▼▼▼

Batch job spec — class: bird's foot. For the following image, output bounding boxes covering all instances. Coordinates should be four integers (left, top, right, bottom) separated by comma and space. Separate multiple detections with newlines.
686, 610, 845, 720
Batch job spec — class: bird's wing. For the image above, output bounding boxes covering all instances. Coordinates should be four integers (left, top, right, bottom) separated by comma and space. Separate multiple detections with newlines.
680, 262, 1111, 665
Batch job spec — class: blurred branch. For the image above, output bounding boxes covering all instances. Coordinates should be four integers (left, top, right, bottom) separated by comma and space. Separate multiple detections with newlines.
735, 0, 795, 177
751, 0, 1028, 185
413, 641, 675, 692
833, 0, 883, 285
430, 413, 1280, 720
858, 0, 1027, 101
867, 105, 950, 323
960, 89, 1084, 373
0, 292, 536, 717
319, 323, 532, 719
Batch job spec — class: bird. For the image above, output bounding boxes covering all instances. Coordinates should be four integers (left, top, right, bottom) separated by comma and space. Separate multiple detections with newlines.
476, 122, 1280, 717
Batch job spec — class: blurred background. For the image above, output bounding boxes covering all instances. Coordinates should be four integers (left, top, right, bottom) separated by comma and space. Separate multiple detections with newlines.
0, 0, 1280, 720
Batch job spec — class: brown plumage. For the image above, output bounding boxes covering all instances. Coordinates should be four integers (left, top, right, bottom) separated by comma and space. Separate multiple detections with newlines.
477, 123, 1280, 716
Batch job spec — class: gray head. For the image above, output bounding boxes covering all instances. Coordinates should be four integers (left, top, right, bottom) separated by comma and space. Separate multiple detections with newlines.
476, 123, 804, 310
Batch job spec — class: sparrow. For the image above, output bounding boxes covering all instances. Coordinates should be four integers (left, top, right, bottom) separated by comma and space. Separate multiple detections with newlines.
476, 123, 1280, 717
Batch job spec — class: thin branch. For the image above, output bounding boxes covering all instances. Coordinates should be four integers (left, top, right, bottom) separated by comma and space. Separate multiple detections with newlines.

▲▲▲

**Exercise:**
Convert all of the items above into a JSON list of strings, one string per line, leaving out blank lines.

**Exercise result:**
[
  "Batch job spec — class: bird's foot. For the following image, output bounding boxes covering all instances. Coordinates should be four integers (left, top, right, bottom) separated by comma and space. Separate multiple detections with newlines.",
  "686, 610, 845, 720",
  "Batch job spec — class: bird's wing. For the image above, output bounding boxes covering all instances. Coordinates should be four integers (left, top, right, bottom) separated by comma and space. Separate multiple detections with newlines.",
  "680, 262, 1111, 665",
  "Batch job spec — class: blurred branch. For the image above, output bounding boxes covering all instances. Coordinates should be four integers (left, top, right, bottom) separated by comma and space. Separate multiple detections with newlines.",
  "735, 0, 795, 177",
  "751, 0, 1028, 185",
  "413, 641, 675, 692",
  "833, 0, 883, 285",
  "430, 413, 1280, 720",
  "858, 0, 1027, 101",
  "867, 105, 950, 323",
  "960, 89, 1084, 373",
  "0, 292, 536, 717",
  "319, 323, 532, 719",
  "Batch job spec — class: bird. For the image above, output bounding boxes covering all instances. Coordinates should be four integers (left, top, right, bottom) separated by comma and space. Separate multiple detections with newlines.",
  "476, 122, 1280, 717",
  "Batch job spec — class: blurred background. For the image above, output bounding boxes covering all instances. Coordinates should be four integers (left, top, right, bottom) separated by comma and space. Separate multiple detections with newlines.",
  "0, 0, 1280, 720",
  "Batch job spec — class: brown plumage. For the image above, output bounding boxes covering all instances. Coordinates should be four integers (left, top, right, bottom) separated by comma and space. Separate multiple detections with newlines.",
  "477, 123, 1280, 716",
  "Batch job spec — class: gray head. For the image above, output bounding boxes covering all instances. Coordinates should be four integers (left, top, right, bottom) separated by comma and space. Separate multiple detections with newlines.",
  "476, 123, 804, 310",
  "Batch job spec — class: sparrow. For the image above, output bounding boxes covering all instances. Coordinates should be four integers (left, top, right, bottom) separated by comma and space. Separate multiple detections with newlines.",
  "476, 123, 1280, 717",
  "Batch job spec — class: thin branch. For the image above, output bounding boxes covering all instances. Coordinates should be four integers (left, top, right, bottom) separated by comma and space. Separate multiple detections with newlines."
]